• [Цитируемый отрывок]:

Все, что мне дорого. Письма, мемуары, дневники (Приставкин) - страница 145

Нет, «дуста» не оказалось. И оттуда, из неведомой Германии, сперва из Бонна, потом Кельна, где они поселились, Копелевы ухитрялись пересылать письма на тонкой, почти папиросной бумаге, но слова-то были вполне весомые, как и главная, постоянная и плодотворная мысль о единстве и неразрывности нашей и европейской культуры.

Эти идеи потом были выражены во всех книжках, написанных Раей Орловой за рубежом.

Мне повезло увидеть их и «там», когда впервые разрешили (вот плоды перестройки) выехать в составе небольшой группы в город Мюнхен. Войнович, которого там я встретил и с которым просидел всю ночь за русской водкой с итальянскими пельменями, называл его, посмеиваясь, «город Мухин», не без намека, что он особенно теплый и почти русский, поскольку тут, около радиостанции «Свобода», прижилось много наших земляков.

Собранные данные
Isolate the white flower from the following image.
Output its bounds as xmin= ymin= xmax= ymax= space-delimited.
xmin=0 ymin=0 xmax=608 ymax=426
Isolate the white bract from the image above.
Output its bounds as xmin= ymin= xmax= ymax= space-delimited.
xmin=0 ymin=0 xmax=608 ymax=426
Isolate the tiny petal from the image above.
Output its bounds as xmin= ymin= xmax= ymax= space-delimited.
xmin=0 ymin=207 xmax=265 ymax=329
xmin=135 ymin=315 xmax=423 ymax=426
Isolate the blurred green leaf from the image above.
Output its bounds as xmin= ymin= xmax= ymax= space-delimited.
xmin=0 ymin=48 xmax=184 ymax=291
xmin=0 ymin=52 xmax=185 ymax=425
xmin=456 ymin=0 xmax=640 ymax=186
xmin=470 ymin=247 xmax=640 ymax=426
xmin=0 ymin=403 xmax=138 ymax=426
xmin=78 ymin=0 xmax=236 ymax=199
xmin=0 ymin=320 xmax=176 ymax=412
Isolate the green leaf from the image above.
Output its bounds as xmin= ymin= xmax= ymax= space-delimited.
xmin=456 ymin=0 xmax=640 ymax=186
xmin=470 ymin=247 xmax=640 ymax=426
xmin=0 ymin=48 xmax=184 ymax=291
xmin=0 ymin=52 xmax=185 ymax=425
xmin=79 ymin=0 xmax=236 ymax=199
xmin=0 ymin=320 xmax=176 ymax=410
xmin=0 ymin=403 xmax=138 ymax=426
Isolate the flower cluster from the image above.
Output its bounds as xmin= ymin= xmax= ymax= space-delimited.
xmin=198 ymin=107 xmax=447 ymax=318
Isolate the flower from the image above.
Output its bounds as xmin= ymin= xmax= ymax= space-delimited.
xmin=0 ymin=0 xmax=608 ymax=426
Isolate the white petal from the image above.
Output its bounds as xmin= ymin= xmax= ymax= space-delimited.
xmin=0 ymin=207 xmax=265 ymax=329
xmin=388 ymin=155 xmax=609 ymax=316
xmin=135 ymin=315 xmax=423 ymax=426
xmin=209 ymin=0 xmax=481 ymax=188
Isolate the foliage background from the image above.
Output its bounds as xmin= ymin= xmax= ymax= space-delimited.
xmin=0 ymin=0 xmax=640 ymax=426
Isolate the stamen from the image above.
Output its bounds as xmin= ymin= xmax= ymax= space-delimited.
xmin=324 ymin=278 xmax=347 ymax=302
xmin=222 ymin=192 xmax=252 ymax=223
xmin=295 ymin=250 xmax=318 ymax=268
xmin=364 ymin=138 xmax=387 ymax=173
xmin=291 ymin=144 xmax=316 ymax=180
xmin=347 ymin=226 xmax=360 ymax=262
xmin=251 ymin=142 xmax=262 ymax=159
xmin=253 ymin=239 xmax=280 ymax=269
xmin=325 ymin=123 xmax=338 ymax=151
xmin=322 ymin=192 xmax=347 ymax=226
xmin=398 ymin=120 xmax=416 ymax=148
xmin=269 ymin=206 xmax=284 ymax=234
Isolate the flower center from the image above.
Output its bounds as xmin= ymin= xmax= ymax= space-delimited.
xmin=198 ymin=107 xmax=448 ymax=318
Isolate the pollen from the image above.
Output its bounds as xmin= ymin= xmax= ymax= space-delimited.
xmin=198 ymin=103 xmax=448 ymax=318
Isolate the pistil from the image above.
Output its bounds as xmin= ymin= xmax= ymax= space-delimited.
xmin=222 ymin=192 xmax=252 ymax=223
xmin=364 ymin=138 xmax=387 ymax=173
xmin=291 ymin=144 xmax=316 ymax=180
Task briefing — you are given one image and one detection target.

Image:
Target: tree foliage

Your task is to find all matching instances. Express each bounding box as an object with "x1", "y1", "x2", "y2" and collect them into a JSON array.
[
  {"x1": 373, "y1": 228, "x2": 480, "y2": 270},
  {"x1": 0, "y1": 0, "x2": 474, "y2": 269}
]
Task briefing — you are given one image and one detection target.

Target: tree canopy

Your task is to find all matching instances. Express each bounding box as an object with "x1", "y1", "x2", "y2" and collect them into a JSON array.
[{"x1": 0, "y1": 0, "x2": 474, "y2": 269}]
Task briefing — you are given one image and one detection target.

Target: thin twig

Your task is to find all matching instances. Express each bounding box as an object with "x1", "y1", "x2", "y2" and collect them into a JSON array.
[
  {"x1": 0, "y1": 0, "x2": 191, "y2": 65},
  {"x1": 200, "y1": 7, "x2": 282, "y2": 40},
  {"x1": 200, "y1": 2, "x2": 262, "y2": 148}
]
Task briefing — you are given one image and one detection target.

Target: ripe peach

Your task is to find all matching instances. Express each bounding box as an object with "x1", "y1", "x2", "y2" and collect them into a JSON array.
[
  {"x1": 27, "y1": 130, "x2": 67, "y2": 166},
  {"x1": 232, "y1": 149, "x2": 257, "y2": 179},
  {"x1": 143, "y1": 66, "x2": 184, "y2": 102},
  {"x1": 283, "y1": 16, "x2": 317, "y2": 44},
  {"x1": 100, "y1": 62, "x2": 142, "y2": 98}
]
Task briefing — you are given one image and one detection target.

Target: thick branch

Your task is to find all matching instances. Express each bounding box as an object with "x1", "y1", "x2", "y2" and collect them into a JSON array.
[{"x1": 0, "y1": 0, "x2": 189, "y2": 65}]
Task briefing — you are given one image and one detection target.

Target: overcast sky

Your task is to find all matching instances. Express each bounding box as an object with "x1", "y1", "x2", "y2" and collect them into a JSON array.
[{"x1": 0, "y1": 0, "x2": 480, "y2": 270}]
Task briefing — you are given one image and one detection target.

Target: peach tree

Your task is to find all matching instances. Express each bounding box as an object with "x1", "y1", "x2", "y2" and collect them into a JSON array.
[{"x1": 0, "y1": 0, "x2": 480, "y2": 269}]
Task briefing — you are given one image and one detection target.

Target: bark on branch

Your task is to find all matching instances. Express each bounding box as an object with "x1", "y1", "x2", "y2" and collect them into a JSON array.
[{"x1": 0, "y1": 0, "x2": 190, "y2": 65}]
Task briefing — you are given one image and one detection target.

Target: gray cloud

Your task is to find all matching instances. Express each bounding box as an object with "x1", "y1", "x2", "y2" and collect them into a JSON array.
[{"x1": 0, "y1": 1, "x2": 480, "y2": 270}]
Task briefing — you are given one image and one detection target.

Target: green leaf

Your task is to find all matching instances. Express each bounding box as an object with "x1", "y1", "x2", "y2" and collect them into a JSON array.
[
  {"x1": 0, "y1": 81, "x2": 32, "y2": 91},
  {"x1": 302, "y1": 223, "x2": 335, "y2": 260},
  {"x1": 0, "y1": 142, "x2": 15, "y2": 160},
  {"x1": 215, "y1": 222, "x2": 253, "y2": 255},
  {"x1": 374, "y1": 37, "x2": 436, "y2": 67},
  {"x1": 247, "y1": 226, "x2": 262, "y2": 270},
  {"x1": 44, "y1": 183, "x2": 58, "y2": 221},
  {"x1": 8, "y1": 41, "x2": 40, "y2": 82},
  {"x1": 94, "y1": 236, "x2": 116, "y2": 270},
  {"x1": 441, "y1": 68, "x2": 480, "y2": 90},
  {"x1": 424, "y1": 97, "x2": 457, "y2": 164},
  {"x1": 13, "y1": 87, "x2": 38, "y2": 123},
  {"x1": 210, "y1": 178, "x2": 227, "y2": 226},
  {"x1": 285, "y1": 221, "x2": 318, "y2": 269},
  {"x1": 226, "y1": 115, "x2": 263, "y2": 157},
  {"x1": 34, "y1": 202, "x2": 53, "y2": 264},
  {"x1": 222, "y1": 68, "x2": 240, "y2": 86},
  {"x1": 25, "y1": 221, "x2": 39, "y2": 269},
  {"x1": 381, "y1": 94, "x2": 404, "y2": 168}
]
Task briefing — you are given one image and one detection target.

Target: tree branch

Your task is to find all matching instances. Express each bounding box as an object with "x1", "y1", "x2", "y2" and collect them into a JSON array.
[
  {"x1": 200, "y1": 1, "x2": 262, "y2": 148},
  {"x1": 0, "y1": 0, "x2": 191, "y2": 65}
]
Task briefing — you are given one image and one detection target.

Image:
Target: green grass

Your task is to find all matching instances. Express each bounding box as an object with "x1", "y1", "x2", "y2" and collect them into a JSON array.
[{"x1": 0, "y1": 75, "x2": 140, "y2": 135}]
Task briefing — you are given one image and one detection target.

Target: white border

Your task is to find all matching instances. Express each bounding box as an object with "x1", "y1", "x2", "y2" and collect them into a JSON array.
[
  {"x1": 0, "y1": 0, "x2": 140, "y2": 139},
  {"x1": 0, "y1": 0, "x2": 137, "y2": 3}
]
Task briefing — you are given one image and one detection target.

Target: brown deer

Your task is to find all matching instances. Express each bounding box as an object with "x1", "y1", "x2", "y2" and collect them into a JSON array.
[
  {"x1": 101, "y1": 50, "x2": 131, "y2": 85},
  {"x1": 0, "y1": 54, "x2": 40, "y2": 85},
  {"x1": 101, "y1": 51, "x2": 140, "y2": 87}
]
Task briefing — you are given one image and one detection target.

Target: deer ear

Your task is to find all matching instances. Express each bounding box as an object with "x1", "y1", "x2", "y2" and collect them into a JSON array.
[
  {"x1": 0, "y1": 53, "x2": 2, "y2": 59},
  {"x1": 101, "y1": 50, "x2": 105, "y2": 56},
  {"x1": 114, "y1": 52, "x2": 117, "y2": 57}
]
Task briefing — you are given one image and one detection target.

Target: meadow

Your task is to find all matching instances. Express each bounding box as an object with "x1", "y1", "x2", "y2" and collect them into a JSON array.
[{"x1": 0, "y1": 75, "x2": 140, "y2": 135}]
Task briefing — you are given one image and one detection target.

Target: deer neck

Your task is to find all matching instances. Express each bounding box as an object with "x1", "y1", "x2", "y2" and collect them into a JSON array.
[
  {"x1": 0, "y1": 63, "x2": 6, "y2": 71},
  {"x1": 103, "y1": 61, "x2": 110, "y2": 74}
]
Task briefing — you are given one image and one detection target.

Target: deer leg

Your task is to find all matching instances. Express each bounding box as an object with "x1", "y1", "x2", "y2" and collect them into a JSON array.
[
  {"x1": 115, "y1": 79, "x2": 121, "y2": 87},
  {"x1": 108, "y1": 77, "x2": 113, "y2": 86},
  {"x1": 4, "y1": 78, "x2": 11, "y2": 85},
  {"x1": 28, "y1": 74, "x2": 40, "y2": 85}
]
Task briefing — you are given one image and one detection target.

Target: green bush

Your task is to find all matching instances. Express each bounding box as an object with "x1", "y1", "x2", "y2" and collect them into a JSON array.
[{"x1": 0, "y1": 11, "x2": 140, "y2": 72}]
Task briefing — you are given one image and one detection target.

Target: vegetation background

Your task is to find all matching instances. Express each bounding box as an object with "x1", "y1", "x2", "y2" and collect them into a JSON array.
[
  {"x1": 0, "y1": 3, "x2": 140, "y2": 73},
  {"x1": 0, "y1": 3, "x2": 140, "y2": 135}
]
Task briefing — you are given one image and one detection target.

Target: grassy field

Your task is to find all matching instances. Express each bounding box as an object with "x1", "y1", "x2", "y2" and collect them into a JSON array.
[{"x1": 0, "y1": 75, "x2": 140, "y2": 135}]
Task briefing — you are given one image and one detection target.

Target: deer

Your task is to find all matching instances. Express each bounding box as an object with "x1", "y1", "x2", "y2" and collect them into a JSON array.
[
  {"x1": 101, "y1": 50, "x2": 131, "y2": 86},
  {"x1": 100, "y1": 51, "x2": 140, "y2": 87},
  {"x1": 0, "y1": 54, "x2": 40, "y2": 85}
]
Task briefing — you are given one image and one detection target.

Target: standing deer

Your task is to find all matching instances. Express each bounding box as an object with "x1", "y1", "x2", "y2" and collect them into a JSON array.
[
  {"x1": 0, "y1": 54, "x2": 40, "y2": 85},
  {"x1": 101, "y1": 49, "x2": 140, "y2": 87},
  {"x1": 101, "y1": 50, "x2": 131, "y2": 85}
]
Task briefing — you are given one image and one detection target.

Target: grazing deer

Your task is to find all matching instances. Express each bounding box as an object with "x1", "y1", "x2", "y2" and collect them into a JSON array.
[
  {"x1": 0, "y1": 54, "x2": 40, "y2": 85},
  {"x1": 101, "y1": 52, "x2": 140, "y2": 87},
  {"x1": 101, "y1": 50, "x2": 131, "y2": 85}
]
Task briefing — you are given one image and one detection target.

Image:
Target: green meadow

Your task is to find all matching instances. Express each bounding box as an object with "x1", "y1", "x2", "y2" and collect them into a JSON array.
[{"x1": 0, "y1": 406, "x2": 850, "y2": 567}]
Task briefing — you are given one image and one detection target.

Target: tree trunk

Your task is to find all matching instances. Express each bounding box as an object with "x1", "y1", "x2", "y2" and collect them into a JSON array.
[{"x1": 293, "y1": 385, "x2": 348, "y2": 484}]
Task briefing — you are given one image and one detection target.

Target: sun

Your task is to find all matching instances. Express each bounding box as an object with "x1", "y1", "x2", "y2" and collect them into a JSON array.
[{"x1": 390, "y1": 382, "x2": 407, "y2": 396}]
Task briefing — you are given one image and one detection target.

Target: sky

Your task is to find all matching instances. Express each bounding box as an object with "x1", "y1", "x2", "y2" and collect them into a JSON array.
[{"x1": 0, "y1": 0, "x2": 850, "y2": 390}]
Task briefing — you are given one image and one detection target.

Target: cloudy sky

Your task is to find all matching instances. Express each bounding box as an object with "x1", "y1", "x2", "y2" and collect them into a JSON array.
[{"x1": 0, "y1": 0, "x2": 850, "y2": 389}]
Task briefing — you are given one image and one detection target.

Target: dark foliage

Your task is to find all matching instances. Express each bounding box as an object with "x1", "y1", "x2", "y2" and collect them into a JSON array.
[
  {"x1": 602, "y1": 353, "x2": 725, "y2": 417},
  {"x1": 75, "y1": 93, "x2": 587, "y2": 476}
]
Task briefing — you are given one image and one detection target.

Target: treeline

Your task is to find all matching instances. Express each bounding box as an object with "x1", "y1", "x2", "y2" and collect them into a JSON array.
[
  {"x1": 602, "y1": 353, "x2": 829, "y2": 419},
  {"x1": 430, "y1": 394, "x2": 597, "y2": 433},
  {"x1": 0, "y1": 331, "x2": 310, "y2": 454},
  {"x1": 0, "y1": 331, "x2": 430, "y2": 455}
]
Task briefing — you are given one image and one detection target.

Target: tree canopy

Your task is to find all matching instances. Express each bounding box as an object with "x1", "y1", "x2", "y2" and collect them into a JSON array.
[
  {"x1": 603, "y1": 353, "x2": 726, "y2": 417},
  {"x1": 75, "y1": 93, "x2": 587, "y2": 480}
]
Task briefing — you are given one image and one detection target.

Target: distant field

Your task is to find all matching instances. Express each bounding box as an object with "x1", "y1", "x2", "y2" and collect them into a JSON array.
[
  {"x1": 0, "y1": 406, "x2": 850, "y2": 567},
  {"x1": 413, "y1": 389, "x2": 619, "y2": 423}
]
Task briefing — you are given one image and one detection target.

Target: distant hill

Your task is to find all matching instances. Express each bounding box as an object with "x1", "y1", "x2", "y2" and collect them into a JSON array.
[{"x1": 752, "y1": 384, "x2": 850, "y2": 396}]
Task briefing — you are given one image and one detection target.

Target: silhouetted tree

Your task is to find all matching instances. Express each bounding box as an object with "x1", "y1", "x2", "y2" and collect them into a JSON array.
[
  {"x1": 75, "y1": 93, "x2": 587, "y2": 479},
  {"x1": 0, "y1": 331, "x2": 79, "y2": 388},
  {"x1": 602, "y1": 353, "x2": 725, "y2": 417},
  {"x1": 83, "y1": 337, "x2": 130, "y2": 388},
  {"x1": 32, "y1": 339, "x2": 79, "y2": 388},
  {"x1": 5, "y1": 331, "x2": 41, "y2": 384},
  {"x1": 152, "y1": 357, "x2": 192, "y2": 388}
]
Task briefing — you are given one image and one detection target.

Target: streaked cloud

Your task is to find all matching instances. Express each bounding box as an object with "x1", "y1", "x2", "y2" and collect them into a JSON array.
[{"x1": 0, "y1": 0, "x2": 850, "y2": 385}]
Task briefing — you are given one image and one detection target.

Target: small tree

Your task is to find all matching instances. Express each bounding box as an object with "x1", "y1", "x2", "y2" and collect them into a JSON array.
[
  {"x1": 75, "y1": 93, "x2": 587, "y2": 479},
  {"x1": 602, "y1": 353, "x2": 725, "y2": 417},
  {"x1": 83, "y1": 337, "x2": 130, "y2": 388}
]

• [Задание]: Продолжите отрывок воспоминаний о Копелевых, начиная сразу после его последнего предложения.

• [Поле ответа]:
Нагрянули из Кельна и Копелевы, сохранилась фотография, где мы снялись на соборной площади у какого-то фонтана. Рая уже легко объяснялась по-немецки, в кабачке, в который мы зашли пообедать. Ну а я, от природы не склонный к языкам, готовый преклоняться перед каждым, кто хоть мало-мало может что-то балакать по-иному, тут же выразил свое восхищение, на что она небрежно заметила, что это так… твоя-моя. «…Вот Лева, тот и здесь лучший языковед, чем сами немцы…»

Но я и сам заметил, что он популярен невероятно: в огромном городе, где мы гуляли по улицам, прохожие останавливались, здоровались, как с близким человеком, снимали в знак уважения шляпы, а из проезжающих машин приветствовали, махали руками.

Я тогда, помню, даже где-то написал, что Копелева в Германии знают и чтут, как не знают и не чтут на его родине… Но, может, я был не совсем прав, его и тут, конечно, помнили.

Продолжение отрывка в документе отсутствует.